◆ **Exercise objective**: List every line of the records below that contains the word "pavement", copying each such line in full. Treat the match as case-sensitive.

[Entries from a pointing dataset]
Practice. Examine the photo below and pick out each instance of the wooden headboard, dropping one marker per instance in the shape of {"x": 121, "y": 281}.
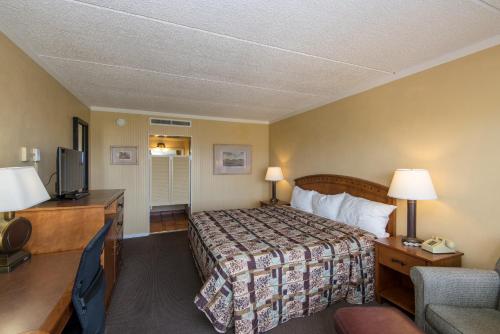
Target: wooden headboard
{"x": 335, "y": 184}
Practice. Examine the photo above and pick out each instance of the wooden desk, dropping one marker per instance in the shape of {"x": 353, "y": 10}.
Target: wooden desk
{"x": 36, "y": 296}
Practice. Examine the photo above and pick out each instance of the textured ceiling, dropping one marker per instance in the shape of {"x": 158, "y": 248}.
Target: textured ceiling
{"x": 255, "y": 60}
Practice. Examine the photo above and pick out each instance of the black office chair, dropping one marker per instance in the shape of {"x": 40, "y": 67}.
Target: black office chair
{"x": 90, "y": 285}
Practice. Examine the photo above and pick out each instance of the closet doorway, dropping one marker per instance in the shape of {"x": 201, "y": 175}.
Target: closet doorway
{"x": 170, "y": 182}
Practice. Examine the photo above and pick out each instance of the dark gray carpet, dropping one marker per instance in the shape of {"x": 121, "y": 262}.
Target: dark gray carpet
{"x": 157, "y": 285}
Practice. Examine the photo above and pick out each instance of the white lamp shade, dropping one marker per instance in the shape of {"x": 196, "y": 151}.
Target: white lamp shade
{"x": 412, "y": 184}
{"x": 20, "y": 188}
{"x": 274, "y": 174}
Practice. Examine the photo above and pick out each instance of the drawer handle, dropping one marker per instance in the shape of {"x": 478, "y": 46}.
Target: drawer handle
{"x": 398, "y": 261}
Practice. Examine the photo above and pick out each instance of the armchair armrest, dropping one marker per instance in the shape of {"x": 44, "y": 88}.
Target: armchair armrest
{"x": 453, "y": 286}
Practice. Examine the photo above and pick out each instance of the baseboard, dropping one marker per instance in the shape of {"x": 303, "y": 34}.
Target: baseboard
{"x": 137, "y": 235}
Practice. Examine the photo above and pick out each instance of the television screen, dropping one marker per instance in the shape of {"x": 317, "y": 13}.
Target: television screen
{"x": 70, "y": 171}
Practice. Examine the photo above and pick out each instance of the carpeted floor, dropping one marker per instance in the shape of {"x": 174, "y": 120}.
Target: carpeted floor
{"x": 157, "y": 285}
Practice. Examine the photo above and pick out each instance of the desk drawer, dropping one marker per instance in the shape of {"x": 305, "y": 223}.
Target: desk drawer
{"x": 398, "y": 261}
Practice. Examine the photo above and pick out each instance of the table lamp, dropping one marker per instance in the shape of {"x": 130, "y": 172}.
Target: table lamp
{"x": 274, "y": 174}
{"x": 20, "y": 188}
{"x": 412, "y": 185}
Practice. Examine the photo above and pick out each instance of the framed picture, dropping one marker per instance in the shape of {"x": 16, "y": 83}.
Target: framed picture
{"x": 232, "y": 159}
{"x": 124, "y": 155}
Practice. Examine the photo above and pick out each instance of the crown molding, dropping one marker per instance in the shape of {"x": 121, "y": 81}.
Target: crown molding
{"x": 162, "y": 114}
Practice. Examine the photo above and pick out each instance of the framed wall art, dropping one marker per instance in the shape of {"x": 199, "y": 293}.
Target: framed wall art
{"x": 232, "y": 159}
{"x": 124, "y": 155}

---

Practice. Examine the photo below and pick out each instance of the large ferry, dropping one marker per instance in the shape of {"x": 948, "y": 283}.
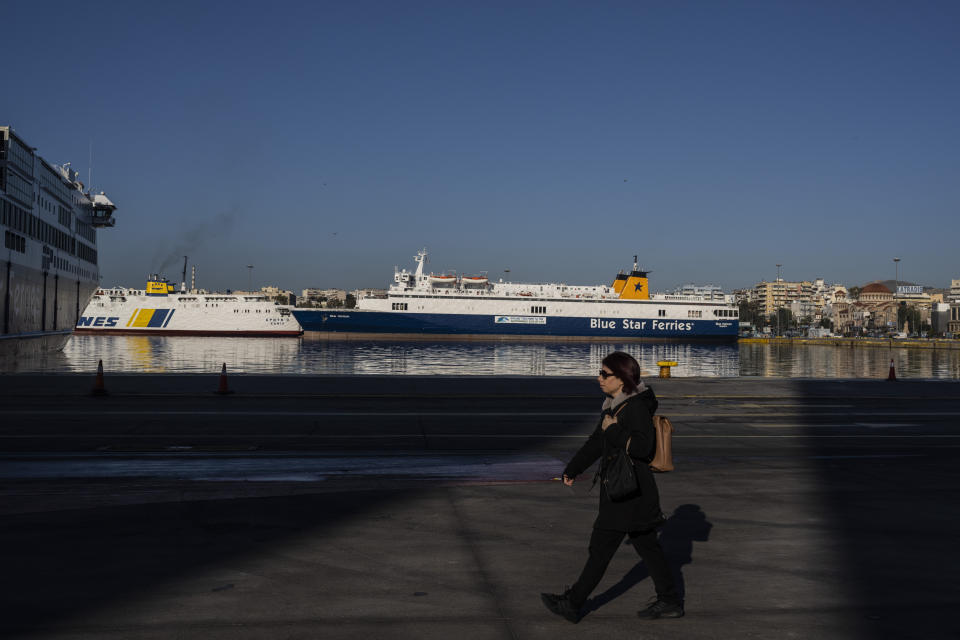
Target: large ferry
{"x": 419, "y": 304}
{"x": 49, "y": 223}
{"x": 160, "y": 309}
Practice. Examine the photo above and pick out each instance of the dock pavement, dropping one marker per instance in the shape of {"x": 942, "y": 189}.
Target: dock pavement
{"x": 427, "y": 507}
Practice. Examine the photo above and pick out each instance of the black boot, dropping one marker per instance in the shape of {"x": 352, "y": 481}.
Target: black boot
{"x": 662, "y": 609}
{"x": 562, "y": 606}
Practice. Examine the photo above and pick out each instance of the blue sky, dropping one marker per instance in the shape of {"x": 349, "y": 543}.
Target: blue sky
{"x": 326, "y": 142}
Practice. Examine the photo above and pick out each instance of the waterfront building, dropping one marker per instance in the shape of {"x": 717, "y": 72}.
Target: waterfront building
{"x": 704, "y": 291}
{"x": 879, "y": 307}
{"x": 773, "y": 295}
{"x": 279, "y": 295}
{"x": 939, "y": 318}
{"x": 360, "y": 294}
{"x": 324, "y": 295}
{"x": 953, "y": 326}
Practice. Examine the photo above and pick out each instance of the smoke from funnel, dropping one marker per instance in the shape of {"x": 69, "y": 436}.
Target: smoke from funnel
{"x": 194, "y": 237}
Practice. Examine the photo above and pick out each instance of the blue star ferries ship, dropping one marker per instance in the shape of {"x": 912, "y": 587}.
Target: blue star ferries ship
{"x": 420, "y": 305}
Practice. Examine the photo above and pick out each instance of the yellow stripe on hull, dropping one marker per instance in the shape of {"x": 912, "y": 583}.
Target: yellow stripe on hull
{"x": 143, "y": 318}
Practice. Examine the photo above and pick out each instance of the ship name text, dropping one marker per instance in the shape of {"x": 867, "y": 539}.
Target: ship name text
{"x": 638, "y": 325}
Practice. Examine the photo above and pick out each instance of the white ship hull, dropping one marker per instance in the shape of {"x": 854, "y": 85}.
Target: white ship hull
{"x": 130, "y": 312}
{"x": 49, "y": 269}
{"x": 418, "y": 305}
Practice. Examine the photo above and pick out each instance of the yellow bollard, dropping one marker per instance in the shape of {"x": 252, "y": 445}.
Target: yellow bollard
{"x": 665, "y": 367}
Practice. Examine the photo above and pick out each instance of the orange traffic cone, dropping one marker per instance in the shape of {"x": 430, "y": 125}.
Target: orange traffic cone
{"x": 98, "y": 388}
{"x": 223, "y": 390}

==

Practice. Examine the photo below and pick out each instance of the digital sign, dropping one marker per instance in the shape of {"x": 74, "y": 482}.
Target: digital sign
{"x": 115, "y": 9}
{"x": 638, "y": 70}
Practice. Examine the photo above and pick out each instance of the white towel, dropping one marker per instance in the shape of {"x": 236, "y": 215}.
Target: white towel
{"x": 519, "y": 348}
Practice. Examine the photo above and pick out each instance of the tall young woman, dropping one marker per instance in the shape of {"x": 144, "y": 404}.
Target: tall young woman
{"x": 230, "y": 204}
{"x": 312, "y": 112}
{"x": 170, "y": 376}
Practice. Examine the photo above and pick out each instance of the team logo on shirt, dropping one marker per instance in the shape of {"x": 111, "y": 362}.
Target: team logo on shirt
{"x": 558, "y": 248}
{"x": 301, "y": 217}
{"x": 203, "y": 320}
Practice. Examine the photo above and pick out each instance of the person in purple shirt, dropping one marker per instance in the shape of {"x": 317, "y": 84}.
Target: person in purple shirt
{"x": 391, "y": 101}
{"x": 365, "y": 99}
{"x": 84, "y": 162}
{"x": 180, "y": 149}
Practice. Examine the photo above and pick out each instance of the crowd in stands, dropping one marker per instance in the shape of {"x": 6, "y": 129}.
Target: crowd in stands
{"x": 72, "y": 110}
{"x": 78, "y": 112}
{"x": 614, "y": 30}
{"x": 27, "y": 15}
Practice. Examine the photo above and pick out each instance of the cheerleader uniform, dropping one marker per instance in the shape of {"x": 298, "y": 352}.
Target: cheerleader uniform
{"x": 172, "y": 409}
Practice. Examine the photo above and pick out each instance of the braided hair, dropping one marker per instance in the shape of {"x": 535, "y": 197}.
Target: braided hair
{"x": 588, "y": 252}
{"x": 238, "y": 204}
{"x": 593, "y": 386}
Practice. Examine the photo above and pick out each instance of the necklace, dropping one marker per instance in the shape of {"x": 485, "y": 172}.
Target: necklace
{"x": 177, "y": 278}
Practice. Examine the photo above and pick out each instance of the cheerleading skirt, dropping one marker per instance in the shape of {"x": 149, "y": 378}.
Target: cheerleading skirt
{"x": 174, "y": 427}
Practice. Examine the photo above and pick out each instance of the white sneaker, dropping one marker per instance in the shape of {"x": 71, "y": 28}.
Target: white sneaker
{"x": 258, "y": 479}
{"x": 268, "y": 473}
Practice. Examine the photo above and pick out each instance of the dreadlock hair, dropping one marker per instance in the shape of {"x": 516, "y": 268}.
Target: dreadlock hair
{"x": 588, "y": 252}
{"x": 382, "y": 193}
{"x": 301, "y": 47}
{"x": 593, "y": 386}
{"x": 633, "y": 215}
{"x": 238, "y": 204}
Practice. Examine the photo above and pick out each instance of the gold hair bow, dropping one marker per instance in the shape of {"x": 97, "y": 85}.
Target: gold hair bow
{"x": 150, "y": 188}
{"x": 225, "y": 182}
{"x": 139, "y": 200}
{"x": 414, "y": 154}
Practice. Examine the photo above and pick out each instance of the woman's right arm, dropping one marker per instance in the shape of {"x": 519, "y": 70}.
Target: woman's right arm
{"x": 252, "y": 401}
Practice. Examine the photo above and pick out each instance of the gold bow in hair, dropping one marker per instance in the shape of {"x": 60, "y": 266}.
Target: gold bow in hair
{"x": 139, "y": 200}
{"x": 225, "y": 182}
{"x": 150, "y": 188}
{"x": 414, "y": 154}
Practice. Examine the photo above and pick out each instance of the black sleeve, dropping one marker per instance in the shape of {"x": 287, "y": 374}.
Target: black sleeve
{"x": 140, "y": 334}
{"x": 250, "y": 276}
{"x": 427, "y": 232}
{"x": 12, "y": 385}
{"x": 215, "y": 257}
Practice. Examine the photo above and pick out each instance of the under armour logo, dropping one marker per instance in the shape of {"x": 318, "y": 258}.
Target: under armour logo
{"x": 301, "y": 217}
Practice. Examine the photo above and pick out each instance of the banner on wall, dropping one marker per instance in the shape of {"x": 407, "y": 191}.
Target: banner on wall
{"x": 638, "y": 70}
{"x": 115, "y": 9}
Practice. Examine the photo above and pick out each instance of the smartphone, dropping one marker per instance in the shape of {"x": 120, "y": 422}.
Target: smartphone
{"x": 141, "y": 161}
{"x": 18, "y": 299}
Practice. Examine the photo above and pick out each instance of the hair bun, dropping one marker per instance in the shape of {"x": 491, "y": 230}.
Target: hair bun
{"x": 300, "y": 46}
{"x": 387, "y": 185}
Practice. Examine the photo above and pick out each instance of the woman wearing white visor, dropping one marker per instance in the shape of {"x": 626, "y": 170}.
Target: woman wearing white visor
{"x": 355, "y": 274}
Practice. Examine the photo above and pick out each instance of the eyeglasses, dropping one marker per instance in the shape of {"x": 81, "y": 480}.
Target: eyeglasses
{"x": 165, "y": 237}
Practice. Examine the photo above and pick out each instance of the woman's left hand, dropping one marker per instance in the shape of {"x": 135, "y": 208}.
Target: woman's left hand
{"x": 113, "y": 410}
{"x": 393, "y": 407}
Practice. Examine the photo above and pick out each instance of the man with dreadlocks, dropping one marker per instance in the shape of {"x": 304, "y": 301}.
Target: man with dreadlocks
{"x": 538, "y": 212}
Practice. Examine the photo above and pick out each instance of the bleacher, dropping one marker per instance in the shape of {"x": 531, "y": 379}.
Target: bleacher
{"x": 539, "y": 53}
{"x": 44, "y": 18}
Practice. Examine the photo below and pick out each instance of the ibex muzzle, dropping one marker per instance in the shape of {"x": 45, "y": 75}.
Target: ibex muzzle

◆ **Solution for this problem**:
Practice. Examine the photo above and pick out each instance of the dock pavement, dropping one marker per instance in the shape of {"x": 942, "y": 189}.
Target: dock pavement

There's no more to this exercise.